-- DATASET RECORDS follows --

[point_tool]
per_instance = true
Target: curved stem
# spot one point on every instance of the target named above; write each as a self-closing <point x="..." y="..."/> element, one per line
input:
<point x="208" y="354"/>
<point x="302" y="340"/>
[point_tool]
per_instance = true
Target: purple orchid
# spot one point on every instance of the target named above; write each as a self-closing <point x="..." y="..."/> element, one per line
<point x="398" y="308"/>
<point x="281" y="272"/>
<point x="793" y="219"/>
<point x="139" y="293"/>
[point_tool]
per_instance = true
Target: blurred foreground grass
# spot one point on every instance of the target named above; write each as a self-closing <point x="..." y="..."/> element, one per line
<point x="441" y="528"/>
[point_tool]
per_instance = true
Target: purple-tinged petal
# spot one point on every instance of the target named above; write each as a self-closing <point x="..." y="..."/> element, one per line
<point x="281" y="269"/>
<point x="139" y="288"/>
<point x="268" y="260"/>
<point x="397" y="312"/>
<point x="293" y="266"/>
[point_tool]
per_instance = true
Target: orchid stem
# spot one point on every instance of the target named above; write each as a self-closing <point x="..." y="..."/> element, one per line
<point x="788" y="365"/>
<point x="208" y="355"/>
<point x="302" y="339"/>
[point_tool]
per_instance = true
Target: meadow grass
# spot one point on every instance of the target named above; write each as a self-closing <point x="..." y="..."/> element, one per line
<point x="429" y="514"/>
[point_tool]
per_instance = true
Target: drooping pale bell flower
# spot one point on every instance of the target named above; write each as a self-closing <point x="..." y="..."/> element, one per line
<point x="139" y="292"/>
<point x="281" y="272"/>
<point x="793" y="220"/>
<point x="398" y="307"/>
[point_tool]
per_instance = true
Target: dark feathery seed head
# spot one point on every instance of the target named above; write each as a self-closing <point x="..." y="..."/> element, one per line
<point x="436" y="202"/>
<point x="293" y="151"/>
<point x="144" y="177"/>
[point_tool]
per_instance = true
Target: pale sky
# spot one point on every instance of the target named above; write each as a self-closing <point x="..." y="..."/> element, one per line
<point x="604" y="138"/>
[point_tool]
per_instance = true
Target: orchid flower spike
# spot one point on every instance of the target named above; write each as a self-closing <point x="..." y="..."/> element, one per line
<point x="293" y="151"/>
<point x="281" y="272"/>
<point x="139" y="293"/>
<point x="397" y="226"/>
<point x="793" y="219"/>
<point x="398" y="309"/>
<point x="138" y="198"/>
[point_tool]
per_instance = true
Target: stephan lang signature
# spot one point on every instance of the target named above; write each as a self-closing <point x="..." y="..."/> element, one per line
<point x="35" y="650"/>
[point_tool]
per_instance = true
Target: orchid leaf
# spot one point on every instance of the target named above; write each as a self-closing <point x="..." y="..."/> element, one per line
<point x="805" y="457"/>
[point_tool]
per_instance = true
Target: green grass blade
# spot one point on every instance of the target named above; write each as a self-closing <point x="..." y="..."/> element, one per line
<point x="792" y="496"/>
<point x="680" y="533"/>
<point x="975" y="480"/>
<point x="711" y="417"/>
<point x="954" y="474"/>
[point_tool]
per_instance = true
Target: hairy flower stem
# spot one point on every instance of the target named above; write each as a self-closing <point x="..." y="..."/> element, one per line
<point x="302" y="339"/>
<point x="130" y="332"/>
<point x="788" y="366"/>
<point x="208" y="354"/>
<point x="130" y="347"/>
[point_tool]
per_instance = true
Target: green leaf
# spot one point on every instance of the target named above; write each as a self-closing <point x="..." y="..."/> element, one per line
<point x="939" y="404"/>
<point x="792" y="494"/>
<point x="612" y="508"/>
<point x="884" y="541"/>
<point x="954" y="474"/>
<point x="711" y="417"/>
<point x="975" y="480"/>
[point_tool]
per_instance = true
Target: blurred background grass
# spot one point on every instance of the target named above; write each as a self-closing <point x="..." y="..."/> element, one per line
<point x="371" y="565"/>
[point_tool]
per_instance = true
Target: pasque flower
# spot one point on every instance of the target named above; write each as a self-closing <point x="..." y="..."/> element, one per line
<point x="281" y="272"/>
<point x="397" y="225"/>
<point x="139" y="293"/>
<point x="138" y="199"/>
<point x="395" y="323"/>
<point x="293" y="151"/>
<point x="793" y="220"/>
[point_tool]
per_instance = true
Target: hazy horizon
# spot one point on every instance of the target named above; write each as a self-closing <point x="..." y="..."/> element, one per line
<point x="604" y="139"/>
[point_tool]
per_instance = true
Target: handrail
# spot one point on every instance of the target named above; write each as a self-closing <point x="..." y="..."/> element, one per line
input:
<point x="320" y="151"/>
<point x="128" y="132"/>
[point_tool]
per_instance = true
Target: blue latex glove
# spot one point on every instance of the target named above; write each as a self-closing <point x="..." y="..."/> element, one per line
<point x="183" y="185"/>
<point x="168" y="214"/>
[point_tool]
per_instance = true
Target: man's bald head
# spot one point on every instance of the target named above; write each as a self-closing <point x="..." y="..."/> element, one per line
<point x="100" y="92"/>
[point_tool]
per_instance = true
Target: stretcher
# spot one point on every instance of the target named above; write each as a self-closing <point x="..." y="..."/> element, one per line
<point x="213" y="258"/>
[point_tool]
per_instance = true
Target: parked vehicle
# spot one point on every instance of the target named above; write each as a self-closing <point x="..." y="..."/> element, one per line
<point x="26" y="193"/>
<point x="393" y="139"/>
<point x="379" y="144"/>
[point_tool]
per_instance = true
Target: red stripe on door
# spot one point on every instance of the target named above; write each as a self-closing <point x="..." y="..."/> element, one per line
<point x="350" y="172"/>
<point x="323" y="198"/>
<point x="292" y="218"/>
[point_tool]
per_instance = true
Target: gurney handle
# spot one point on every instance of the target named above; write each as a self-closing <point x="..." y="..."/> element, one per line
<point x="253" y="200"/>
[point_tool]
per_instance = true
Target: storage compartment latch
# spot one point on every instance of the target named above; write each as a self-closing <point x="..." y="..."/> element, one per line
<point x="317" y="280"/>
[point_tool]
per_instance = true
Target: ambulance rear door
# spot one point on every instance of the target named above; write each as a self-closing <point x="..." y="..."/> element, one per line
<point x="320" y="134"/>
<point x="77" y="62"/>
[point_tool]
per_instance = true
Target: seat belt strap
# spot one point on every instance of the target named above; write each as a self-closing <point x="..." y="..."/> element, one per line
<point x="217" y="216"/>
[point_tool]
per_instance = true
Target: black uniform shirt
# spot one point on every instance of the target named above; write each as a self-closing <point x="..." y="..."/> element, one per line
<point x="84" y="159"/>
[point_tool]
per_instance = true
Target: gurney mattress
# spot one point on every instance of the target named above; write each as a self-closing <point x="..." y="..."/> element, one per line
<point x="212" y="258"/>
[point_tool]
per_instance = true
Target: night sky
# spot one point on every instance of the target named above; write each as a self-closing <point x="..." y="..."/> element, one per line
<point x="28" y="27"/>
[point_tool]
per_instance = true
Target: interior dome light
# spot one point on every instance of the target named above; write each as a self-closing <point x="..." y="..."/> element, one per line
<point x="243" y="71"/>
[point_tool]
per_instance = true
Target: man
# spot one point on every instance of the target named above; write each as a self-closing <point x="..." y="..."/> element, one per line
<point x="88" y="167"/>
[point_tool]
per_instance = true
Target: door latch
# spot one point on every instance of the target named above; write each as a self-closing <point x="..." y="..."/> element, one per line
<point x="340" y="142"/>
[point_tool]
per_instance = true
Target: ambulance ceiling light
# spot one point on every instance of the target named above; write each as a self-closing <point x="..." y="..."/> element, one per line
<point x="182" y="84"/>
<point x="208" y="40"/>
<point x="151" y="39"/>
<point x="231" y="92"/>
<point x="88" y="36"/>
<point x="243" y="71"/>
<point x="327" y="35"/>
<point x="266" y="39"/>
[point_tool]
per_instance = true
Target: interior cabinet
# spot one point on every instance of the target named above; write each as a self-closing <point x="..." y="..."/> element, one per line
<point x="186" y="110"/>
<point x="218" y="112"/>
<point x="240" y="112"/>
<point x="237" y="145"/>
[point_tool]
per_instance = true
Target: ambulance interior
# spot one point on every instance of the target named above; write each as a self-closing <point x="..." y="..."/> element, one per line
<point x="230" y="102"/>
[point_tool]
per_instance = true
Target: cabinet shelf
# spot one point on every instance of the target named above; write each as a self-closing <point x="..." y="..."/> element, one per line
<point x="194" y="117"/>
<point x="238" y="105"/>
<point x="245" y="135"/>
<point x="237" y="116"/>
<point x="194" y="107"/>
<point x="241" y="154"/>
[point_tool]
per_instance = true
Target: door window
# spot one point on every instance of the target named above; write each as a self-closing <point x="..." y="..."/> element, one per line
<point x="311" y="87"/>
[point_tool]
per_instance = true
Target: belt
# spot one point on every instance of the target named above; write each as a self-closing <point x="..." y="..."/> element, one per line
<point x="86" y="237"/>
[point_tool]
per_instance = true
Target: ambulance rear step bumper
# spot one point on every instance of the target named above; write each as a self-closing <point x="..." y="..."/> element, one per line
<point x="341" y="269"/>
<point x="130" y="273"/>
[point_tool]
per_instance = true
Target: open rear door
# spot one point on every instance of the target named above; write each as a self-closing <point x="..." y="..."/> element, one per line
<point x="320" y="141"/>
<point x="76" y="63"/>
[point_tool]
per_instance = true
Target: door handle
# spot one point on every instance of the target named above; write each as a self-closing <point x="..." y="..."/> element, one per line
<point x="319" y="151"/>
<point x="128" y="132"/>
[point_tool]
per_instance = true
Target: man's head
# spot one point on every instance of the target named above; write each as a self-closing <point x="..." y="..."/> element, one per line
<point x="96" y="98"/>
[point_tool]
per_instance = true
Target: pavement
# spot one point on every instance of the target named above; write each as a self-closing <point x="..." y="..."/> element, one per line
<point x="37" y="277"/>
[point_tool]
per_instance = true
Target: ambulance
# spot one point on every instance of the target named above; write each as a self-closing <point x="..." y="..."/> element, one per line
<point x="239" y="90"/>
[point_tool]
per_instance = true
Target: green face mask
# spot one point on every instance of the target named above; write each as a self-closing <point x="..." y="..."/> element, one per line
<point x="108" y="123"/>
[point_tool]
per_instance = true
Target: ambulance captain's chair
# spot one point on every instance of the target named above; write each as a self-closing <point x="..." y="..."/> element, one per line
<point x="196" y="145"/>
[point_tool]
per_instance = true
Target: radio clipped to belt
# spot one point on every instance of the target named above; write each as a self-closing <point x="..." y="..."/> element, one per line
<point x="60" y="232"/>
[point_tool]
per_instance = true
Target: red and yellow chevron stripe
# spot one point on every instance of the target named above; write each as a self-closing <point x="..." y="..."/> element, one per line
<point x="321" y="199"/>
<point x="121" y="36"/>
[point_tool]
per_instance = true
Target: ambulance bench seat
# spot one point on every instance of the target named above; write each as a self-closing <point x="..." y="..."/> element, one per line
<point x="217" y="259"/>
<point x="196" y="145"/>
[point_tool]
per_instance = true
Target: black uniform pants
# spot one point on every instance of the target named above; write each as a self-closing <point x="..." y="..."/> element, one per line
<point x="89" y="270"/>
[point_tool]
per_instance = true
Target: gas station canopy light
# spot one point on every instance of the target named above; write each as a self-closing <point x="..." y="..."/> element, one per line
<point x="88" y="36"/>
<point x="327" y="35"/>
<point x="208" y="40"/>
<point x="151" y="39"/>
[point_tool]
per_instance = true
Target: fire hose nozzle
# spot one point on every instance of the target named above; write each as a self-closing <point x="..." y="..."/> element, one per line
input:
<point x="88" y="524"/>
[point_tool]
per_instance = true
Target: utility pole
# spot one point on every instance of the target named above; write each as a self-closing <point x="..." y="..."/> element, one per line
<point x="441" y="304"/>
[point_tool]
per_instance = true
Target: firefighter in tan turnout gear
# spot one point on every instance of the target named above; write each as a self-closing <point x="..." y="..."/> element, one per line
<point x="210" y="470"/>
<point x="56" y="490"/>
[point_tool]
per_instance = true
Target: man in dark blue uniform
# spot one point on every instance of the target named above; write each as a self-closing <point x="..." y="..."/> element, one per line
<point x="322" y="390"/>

-- DATASET RECORDS concluded --

BRIEF |
Working through the records, copy each line in which the word "leaf" appears.

OUTPUT |
Target: orchid leaf
Target: green leaf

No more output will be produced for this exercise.